::: TASK DATA

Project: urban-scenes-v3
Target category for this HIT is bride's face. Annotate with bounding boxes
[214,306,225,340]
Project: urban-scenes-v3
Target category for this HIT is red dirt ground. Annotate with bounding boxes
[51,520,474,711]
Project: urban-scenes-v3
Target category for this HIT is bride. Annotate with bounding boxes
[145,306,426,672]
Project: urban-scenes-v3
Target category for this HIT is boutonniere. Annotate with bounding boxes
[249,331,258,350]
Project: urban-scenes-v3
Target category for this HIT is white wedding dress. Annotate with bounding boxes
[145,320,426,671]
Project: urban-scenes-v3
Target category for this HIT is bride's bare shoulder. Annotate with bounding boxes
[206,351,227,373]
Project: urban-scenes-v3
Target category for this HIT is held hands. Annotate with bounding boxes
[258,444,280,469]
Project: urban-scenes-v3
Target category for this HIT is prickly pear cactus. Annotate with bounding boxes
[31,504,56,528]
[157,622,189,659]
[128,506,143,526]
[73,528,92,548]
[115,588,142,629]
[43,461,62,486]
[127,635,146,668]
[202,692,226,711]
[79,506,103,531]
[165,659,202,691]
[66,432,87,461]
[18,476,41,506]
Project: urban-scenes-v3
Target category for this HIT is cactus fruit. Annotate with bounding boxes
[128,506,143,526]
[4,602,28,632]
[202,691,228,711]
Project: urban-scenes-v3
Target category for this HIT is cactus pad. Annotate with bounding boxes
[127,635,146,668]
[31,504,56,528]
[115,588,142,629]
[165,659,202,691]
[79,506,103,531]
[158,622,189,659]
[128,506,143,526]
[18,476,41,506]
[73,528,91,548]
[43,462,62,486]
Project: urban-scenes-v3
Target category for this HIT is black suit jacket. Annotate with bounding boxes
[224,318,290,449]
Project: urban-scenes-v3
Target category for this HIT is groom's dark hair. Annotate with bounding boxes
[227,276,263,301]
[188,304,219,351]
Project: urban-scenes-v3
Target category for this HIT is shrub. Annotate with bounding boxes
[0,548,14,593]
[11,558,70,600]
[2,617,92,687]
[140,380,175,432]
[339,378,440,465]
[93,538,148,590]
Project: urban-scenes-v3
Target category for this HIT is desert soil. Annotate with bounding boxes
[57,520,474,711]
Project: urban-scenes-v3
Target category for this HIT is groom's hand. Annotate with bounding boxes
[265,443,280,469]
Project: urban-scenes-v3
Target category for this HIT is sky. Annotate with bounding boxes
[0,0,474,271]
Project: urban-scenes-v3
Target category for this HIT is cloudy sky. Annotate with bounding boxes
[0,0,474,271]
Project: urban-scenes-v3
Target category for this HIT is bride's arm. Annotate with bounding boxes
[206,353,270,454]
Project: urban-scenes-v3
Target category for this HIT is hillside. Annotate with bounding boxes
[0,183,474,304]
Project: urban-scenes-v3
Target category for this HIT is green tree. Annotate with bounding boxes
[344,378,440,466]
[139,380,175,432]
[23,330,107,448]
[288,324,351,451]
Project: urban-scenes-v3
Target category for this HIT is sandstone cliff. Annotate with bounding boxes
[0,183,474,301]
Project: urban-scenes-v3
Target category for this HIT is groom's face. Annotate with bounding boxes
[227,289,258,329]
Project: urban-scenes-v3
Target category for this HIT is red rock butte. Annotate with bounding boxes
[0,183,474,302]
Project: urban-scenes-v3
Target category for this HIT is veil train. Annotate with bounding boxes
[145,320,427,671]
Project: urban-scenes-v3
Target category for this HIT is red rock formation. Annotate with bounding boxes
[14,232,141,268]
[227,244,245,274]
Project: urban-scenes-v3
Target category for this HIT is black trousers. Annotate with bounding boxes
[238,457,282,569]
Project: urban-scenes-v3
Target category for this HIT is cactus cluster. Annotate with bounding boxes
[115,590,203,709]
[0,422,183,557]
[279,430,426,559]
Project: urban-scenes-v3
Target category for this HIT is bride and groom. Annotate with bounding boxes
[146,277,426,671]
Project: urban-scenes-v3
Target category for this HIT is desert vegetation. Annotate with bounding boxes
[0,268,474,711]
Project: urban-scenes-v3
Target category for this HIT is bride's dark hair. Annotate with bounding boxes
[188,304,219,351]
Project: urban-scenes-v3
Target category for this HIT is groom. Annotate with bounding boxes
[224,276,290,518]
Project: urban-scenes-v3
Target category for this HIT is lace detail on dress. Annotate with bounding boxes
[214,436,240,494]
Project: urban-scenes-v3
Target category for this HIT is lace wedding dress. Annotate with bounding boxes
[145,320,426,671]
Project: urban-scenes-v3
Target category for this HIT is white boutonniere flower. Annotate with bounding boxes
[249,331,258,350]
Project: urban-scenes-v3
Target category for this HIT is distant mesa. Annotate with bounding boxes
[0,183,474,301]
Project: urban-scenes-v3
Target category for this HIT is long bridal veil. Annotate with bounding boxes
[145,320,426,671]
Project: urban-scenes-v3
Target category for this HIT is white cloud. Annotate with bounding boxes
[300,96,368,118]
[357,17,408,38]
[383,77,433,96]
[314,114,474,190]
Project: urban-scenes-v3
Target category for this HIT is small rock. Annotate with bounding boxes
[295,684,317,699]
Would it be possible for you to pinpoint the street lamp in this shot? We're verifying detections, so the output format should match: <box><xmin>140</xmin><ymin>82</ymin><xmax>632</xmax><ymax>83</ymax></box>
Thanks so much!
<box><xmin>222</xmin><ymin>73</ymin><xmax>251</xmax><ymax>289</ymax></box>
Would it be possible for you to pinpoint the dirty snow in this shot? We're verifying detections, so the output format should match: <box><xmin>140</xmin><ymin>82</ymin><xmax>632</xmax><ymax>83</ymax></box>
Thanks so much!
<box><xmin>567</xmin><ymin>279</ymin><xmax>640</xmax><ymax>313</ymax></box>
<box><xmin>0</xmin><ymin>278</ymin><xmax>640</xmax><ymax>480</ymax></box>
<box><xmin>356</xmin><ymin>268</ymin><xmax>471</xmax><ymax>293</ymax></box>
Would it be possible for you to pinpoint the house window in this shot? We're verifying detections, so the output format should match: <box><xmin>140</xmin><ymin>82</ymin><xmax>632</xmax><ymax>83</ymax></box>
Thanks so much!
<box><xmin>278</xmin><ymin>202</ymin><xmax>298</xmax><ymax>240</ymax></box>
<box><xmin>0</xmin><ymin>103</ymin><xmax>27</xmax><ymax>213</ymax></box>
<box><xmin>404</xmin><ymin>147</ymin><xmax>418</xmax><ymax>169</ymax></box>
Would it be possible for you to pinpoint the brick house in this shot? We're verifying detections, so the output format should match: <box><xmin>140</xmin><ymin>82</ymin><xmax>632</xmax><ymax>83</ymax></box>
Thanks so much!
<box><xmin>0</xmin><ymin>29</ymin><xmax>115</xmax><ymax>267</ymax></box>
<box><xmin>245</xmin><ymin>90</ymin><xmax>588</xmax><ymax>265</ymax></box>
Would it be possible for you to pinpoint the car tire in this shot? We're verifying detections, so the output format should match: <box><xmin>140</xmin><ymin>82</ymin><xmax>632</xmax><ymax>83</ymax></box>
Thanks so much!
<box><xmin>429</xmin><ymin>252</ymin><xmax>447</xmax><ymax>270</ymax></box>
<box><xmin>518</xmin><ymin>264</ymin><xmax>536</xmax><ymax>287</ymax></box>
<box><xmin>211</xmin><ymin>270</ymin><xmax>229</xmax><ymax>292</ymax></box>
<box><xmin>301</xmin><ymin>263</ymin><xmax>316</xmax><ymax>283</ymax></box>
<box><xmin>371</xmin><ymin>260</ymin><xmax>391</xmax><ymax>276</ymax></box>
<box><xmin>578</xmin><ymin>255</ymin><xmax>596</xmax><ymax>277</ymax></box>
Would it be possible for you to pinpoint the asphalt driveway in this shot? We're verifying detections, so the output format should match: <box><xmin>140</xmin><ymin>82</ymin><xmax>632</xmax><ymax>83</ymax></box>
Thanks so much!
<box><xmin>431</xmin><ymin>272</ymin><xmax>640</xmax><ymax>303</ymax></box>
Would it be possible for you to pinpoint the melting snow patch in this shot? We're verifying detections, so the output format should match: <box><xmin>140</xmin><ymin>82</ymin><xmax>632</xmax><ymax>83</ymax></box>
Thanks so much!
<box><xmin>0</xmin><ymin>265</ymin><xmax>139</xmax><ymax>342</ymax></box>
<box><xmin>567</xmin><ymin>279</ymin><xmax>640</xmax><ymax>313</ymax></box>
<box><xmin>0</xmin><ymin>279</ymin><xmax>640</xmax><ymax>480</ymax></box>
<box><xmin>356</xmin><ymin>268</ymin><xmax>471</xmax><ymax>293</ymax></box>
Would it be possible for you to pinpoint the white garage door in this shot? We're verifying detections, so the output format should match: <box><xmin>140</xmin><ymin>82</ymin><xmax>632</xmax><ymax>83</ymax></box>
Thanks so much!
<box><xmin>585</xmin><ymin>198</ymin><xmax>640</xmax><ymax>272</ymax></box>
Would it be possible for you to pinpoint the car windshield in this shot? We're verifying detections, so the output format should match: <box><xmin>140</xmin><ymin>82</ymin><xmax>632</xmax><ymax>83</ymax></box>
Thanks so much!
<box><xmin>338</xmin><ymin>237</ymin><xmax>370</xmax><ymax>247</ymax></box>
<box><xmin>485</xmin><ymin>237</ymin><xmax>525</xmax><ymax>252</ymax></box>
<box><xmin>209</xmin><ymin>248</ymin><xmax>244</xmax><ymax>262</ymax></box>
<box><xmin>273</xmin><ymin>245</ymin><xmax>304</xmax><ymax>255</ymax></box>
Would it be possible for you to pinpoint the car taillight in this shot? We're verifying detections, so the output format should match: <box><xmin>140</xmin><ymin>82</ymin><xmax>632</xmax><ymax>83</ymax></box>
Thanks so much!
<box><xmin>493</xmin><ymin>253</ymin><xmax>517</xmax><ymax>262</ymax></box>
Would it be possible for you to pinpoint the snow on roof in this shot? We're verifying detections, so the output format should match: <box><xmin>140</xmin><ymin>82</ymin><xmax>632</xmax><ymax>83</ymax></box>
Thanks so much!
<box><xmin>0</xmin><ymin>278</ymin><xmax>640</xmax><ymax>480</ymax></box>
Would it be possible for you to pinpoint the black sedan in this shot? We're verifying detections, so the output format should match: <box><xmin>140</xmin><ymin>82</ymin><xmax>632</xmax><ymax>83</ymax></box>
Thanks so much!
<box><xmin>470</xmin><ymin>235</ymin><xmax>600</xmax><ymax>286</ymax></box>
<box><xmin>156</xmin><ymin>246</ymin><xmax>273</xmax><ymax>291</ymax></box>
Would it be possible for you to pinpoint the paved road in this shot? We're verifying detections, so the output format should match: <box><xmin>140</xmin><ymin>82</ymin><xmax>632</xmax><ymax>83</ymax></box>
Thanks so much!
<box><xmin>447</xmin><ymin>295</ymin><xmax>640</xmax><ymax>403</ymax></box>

::::::
::: TASK DATA

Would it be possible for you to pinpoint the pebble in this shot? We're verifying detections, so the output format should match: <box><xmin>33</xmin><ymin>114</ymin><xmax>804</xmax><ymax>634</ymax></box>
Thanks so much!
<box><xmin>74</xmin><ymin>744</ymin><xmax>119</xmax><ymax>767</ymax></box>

::::::

- **DIRECTIVE**:
List every line of the entries that contains the string "black", copying each line in full. Matching is case-sensitive.

- **ANSWER TO THE PROBLEM**:
Target category for this HIT is black suit jacket. Annotate with bounding boxes
Target category for this HIT is black trousers. Annotate with bounding boxes
Would it be possible for you to pinpoint the black sedan in this shot? We're verifying detections, so the output format should match: <box><xmin>140</xmin><ymin>82</ymin><xmax>632</xmax><ymax>83</ymax></box>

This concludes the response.